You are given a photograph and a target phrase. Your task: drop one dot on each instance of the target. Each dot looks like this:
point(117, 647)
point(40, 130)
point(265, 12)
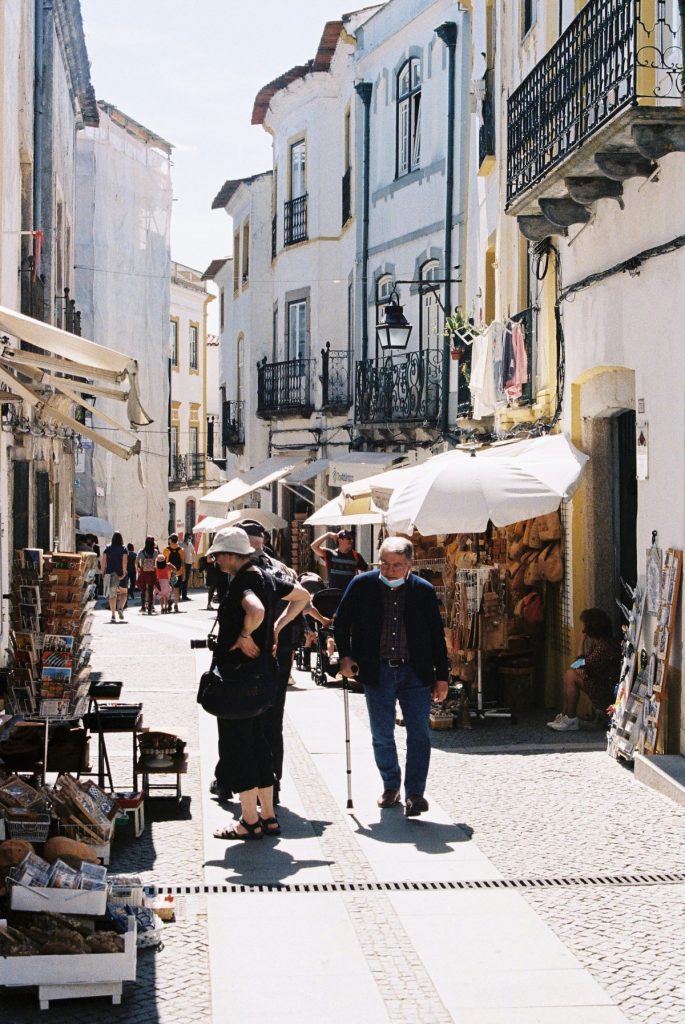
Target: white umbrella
point(210, 524)
point(342, 511)
point(459, 492)
point(269, 520)
point(93, 524)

◇ ◇ ◇

■ Exercise description ■
Please copy out all the lines of the records again, requests included, leaving out the pictures. Multiply every point coordinate in the answers by 2.5 and round to whole numbers, with halves rounded up, but keep the numbers in the requests and their sample points unchanged.

■ Result of this exercise ■
You are given a photograph and a target phrase. Your task: drop one dot on each instance of the target. Each dot looks like this:
point(117, 647)
point(40, 130)
point(265, 12)
Target: white umbrella
point(525, 1310)
point(855, 1278)
point(1148, 1230)
point(673, 1300)
point(233, 1310)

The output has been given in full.